Work to complete: Extract each line of the listing below that contains the word "player", copying each one in full.

Raw records:

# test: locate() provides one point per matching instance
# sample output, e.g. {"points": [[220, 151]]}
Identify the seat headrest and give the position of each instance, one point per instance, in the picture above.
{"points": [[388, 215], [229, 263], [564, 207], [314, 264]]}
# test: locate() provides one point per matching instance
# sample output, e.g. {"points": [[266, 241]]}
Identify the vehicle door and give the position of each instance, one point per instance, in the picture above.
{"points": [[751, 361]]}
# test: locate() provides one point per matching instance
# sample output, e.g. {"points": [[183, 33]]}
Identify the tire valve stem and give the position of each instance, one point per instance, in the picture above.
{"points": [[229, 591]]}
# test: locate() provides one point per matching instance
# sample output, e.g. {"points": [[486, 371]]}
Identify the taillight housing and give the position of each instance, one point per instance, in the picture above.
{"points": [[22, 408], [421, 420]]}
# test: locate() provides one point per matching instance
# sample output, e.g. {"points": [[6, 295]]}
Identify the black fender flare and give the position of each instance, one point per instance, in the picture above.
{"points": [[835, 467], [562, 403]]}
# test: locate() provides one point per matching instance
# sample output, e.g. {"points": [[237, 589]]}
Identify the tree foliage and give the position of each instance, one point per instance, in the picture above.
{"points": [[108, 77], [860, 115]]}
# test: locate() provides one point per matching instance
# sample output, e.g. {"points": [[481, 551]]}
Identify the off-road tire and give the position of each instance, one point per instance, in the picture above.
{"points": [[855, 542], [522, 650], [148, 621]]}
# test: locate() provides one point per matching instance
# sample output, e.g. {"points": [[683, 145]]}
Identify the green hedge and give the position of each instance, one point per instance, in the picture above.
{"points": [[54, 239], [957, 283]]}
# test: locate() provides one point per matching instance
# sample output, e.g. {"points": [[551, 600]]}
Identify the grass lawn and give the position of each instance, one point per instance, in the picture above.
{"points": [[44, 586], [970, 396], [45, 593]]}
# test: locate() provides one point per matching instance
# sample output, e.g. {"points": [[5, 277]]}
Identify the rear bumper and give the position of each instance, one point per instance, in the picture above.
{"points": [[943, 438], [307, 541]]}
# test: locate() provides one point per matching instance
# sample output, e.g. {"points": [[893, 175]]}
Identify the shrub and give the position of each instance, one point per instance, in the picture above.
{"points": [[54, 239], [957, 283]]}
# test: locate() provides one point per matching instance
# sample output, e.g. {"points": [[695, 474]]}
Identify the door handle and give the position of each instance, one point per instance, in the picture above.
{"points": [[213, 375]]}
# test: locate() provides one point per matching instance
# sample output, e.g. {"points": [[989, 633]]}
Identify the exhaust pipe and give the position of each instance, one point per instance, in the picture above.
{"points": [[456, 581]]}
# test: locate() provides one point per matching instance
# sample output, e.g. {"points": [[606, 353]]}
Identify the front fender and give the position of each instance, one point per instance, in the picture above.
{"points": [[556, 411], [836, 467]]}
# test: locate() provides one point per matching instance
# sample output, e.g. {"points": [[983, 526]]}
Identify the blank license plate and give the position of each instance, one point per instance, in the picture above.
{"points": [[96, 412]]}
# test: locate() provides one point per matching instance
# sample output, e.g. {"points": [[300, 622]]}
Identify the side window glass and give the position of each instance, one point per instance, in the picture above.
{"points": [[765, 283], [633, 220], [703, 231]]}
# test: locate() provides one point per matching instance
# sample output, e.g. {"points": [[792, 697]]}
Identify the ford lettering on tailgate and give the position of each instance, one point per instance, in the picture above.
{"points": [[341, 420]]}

==

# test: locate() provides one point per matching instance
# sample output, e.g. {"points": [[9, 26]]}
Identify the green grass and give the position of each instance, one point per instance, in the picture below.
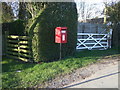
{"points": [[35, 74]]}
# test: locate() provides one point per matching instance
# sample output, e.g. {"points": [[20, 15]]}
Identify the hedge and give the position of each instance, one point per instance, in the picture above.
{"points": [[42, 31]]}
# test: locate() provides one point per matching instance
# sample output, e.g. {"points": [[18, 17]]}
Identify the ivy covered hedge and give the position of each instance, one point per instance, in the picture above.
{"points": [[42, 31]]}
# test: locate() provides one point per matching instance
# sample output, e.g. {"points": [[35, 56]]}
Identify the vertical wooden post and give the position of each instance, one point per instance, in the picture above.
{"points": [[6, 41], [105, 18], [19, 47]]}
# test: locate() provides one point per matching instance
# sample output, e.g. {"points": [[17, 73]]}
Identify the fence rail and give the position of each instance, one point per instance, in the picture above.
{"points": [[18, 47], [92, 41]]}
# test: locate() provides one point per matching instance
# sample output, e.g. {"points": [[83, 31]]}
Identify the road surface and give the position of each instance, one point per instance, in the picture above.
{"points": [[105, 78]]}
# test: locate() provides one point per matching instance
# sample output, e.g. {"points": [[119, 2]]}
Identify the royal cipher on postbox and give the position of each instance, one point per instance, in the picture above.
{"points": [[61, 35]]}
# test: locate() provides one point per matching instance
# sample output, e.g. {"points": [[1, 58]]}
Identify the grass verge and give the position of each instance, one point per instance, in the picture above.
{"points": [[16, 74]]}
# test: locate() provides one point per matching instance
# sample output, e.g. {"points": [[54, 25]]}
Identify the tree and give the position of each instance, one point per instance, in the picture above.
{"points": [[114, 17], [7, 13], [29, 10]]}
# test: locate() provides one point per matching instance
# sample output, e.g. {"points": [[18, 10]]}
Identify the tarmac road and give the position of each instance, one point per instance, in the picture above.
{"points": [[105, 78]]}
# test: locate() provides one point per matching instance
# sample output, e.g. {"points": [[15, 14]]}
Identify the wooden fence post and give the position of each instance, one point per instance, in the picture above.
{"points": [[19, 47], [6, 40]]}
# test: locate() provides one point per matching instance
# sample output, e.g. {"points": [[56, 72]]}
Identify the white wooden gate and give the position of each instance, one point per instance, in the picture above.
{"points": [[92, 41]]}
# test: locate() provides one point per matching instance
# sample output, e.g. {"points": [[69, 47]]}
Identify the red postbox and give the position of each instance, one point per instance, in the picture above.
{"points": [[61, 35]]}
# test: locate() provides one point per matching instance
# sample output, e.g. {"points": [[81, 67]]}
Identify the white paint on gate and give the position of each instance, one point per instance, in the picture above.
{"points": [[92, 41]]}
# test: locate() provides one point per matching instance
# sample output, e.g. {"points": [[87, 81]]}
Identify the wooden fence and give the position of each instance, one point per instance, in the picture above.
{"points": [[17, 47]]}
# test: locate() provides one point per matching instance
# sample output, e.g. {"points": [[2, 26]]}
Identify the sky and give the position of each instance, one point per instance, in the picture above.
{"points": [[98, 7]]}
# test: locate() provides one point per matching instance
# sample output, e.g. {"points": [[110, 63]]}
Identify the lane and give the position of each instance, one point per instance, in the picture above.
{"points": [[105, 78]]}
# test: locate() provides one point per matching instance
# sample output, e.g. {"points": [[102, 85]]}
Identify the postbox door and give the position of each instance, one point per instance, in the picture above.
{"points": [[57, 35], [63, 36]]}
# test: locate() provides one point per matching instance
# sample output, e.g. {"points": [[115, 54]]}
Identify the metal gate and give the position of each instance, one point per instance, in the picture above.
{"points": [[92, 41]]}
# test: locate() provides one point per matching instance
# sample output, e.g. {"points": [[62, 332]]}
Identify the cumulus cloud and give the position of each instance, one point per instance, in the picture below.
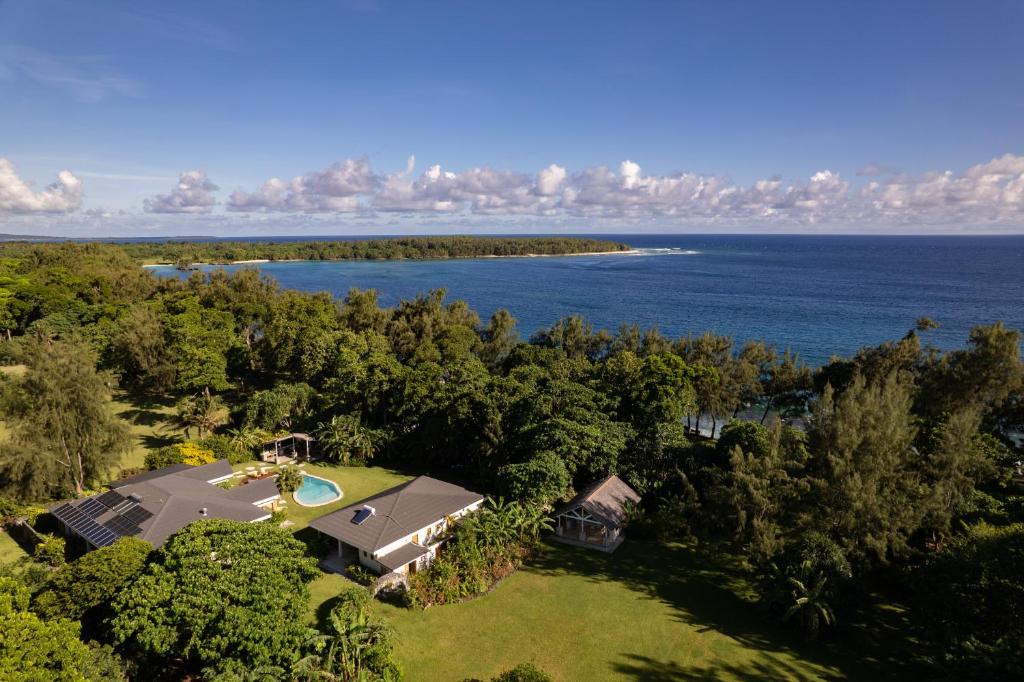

---

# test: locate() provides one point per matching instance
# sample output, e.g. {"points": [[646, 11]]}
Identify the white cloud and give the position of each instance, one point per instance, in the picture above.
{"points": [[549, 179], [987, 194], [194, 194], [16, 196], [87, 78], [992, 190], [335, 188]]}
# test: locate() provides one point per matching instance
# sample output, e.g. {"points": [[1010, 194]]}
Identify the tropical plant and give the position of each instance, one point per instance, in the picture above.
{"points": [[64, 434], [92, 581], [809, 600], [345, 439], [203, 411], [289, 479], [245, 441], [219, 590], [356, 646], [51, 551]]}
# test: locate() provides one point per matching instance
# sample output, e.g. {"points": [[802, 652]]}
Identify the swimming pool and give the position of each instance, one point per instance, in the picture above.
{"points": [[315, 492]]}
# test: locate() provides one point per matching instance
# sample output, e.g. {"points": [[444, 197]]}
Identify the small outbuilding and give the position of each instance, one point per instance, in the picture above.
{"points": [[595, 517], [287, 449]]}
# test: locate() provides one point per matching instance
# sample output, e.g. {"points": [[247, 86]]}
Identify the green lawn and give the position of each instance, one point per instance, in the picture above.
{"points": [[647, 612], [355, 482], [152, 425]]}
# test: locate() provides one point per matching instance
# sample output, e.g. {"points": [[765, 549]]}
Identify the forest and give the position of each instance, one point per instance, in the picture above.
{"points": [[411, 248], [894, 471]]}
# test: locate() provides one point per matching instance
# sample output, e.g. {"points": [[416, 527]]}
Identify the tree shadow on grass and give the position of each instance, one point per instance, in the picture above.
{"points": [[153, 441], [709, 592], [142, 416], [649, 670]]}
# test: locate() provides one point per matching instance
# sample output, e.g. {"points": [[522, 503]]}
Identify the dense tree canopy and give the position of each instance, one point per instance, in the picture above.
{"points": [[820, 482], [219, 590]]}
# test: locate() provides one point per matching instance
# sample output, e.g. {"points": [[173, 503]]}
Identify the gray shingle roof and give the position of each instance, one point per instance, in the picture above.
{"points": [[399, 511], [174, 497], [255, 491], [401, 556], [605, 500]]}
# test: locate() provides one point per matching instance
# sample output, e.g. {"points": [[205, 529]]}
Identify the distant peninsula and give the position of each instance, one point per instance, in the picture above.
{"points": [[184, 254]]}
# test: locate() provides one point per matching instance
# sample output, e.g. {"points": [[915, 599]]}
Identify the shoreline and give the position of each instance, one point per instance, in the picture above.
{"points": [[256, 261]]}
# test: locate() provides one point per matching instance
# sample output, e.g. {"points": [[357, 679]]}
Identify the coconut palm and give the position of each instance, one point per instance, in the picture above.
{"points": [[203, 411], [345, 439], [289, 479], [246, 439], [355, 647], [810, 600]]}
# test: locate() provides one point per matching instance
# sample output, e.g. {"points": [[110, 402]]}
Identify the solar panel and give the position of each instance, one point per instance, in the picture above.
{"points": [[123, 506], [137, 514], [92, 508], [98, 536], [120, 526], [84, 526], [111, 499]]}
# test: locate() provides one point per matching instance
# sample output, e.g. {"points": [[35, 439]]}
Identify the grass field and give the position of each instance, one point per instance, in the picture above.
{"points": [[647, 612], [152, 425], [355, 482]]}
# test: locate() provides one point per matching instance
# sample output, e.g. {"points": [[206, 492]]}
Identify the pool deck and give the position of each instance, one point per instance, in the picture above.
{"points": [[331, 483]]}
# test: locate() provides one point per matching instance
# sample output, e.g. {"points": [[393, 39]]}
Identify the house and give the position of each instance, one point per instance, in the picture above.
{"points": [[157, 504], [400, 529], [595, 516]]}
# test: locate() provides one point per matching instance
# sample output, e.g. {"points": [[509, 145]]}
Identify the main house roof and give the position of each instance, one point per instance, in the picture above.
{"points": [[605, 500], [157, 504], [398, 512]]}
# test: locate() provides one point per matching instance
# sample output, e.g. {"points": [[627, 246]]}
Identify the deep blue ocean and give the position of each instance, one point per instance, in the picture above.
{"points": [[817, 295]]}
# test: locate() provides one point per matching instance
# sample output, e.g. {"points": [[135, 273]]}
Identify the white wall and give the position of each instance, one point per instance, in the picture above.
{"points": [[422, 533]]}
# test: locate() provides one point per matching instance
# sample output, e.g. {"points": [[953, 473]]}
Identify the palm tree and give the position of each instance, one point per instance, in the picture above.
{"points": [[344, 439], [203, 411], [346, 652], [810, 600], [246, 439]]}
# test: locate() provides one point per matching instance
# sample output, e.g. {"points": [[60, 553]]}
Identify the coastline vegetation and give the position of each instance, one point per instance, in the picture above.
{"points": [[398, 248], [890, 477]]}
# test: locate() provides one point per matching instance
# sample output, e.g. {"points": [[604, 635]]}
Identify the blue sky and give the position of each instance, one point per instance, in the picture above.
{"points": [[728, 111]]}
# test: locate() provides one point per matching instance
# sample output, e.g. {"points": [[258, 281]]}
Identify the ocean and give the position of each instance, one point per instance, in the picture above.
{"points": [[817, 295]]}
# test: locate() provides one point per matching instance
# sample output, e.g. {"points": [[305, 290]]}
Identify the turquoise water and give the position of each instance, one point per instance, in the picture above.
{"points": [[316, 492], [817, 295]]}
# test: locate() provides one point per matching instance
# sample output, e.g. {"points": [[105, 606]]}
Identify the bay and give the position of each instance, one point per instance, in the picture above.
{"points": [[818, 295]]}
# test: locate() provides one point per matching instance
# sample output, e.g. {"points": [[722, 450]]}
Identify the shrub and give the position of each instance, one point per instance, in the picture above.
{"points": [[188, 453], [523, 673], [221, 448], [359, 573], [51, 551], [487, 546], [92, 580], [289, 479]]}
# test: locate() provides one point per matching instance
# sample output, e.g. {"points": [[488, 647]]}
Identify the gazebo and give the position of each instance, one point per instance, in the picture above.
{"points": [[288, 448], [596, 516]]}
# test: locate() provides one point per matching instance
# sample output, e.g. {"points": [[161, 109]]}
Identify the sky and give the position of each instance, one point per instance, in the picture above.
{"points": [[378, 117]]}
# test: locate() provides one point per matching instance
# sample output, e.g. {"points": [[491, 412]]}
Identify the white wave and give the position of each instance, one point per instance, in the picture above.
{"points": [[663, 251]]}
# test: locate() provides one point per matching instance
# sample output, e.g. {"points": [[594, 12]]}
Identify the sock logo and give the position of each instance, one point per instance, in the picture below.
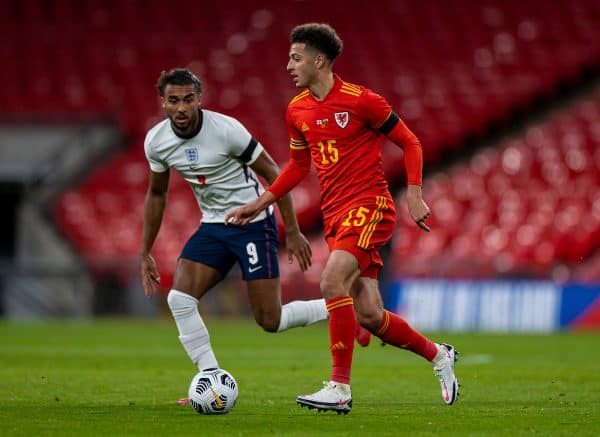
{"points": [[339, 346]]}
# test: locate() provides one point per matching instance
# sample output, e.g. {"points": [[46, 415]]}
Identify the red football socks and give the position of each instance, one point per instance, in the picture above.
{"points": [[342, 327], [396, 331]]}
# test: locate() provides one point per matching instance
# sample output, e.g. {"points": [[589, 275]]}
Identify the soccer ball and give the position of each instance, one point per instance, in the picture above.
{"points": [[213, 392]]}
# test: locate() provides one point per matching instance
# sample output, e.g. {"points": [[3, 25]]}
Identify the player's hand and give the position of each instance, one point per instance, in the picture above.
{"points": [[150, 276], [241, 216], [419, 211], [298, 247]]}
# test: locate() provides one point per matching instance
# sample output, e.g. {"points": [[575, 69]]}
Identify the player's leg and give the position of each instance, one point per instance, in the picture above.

Final result:
Identify the player's hand and give the position of each instance, one point per instance, in the picture above.
Identify the player's leg and give the position of each instance, one point per instance, in the picture above.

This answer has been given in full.